Input records:
====================
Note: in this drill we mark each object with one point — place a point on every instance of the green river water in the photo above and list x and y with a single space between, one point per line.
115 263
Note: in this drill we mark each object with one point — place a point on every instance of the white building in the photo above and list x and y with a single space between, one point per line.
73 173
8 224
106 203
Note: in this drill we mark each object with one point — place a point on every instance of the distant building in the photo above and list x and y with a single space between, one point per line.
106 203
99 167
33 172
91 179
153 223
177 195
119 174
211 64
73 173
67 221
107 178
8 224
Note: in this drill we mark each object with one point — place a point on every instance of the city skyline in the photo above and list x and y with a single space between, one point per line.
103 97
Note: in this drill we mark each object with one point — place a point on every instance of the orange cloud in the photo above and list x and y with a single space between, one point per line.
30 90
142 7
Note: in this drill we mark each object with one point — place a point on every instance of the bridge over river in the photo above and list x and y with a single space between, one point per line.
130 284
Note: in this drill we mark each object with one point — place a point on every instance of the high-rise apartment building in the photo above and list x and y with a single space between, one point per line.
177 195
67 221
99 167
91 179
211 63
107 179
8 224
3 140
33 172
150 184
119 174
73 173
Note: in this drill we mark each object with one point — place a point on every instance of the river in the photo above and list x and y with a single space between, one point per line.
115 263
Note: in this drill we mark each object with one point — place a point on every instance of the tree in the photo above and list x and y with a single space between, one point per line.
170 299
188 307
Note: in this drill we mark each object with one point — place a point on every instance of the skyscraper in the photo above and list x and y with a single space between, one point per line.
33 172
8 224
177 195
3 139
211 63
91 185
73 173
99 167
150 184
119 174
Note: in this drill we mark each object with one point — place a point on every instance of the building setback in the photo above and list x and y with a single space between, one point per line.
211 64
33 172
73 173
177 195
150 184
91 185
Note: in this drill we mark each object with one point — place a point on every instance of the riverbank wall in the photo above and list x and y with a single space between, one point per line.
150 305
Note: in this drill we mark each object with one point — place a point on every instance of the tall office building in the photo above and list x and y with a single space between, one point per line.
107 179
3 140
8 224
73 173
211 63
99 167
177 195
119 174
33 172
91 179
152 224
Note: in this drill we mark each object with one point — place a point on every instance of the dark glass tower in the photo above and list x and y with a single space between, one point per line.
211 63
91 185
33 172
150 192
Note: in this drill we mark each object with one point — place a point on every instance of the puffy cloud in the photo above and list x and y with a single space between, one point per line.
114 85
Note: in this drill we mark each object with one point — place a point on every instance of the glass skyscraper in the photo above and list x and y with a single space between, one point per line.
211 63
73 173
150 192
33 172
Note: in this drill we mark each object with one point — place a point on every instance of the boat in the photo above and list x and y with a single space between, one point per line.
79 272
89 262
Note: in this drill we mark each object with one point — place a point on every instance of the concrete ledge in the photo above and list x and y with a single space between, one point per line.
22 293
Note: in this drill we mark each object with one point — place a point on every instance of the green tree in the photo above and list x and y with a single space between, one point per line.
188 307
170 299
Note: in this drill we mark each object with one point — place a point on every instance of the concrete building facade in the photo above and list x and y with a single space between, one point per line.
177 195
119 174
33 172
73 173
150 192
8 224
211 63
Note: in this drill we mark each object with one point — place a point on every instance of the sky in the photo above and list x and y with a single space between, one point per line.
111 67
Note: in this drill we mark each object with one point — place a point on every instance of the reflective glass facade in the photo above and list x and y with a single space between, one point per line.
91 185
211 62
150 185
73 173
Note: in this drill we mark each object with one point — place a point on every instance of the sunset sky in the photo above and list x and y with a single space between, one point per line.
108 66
====================
Each line from the one with "the concrete ledge" to the end of the material should be duplicated exactly, and no other line.

Note: in this drill we mark each object with one point — place a point on every instance of the concrete ledge in the photo above and list x and y with a single space between, one point per line.
22 293
Note: in this drill we mark each object with one point — place a point on every instance of the green tree in the photo above and list x and y with a single space between, one point per line.
188 307
170 299
Note: in this drill we mark each object with one point — place a point on every instance of the concrete building facade in the photo above and list x and y with a single space between, one point per line.
177 195
119 174
33 172
73 173
150 192
8 224
211 63
Note: in this drill we mark each object with one point — place a point on every instance of the sky in the photo above and list x and y with a single space between, one point per line.
111 67
Note: in this drill we mark each object with one point — place a point on every instance of the reflective glass facade in the photo above and list x and y with a single space between, one point per line.
91 185
211 62
150 185
73 173
Note: in this drill we mark each object with one point — place a point on every instance of the sunset sky in the photo above and list x and y with a single space between, one point per line.
108 66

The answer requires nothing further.